_Instrução da tarefa 1_
Segundo o relato sobre o cerimonial Guarani, por que as pessoas vão aos poucos para suas casas depois de se sentarem em volta do fogo? Responda em uma a três frases.
_Instrução da tarefa 2_
Retome o relato sobre o cerimonial Guarani a partir da última frase apresentada e dê continuidade a ele.

Essa parte do cerimonial está encerrada, pessoas se sentam em volta do fogo, seguem algumas conversas, risadas, aos poucos cada um vai pra sua casa, porque quando anoitecer, será hora de voltar para a Opy'i e continuar o cerimonial.

Entre rápidos períodos de chuva mais amena transcorreu a tarde, noite chega, chuva que segue e aos poucos a Opy'i volta a se encher de gente. Ao chamado do Xamoi os xondaro e xondaria kuery se posicionam e entoam os lindos mbora'i [cantos sagrados Guarani]. As horas passam, atendimentos são feitos e, com seu canto característico o Xamoi  em consonância com as divindades revela os nomes dos espíritos que estão habitando os corpos. [traduzindo: revela o nome espiritual das crianças, o batismo Guarani dos xondaro].


Amanhã a cerimônia irá continuar. Agora é momento para repor as forças, uma refeição é servida, ali mesmo na Opy'i.

_Material fornecido_
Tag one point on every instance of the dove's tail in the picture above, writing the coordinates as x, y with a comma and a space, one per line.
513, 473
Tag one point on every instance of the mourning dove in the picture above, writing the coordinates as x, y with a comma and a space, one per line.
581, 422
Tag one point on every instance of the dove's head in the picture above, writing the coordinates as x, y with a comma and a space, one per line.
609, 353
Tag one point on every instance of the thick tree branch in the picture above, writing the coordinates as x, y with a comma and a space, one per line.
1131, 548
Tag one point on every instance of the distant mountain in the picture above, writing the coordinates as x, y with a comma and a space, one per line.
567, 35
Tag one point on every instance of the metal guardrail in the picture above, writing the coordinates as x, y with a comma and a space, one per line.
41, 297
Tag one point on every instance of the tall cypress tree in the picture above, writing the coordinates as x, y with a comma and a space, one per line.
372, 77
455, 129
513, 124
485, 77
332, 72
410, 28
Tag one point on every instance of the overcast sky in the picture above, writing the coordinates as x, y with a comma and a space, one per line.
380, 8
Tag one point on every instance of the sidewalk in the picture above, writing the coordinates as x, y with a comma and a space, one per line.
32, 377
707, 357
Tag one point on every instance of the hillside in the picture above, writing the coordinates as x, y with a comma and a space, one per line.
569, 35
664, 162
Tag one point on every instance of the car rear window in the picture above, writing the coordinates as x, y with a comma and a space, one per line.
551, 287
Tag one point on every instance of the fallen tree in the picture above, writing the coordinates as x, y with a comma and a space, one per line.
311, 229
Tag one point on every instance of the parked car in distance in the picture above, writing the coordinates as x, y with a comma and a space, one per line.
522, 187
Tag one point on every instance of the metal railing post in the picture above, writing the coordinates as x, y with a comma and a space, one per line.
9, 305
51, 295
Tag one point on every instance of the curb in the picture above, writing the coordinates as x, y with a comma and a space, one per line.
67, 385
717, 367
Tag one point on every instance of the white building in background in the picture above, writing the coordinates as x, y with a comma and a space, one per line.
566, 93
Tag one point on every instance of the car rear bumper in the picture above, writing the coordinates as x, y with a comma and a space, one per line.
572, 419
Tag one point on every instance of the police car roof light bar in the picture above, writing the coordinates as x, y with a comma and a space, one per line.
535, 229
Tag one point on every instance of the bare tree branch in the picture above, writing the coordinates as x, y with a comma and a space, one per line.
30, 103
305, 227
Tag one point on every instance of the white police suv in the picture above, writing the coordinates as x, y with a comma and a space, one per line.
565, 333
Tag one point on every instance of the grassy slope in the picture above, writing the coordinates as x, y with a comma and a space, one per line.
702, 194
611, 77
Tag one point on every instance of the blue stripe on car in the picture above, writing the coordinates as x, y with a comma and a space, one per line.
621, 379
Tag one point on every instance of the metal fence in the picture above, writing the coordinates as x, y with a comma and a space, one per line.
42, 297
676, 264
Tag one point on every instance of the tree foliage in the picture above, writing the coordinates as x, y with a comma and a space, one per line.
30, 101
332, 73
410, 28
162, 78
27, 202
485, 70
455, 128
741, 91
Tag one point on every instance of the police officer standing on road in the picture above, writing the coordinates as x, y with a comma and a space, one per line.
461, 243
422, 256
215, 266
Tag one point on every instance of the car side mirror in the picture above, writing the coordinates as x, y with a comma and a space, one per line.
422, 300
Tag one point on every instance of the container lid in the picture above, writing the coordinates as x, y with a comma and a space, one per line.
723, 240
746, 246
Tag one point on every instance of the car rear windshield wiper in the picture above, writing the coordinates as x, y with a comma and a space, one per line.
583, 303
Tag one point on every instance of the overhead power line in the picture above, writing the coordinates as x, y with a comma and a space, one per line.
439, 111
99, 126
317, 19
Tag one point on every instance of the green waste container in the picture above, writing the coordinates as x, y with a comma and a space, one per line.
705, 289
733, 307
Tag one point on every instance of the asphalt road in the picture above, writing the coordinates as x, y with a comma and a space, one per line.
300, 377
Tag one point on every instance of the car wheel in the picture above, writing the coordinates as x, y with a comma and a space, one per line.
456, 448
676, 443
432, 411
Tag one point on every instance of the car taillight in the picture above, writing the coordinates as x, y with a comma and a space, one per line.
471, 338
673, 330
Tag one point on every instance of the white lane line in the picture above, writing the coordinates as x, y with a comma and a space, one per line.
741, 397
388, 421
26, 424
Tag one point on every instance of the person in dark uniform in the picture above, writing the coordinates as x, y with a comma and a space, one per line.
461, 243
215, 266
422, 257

_Resposta esperada 1_
As pessoas vão para suas casas porque, quando anoitecer, será hora de voltar para a Opy'i e continuar o cerimonial.

_Resposta esperada 2_
O domingo amanhece, ainda com chuva, durante a noite trovoadas e relâmpagos, a Xaryi explica que é bom que Wera e Tupã se manifestem assim, eles vem para limpar as coisas ruins [divindade do raio e do trovão, respectivamente].

Hoje o protagonismo é das kunha (mulheres) xondaria e xaryi kuery se reúnem na Opy'i,  providenciam a lenha para sapecar/secar os ramalhetes de erva que passaram a noite na Opy'i. Enquanto algumas cuidam do fogo, outras já socam no pilão as folhas mais secas, e essa ação é repetida várias vezes até os ramalhetes de erva mate praticamente desaparecerem. E no recipiente agora descansa a erva mate socada. Cada Xaryi e Xondaria se aproxima, prepara seu 'pote' com a erva mate e ao toque do Xamoi inicia a caminhada para consagrar, lentamente cada 'pote' é depositado sobre o altar com o nome de cada kunha e suas intenções que são recebidas pelo Xamoi. Este as abençoa em seguida as Xaryi e Xondaria kuery.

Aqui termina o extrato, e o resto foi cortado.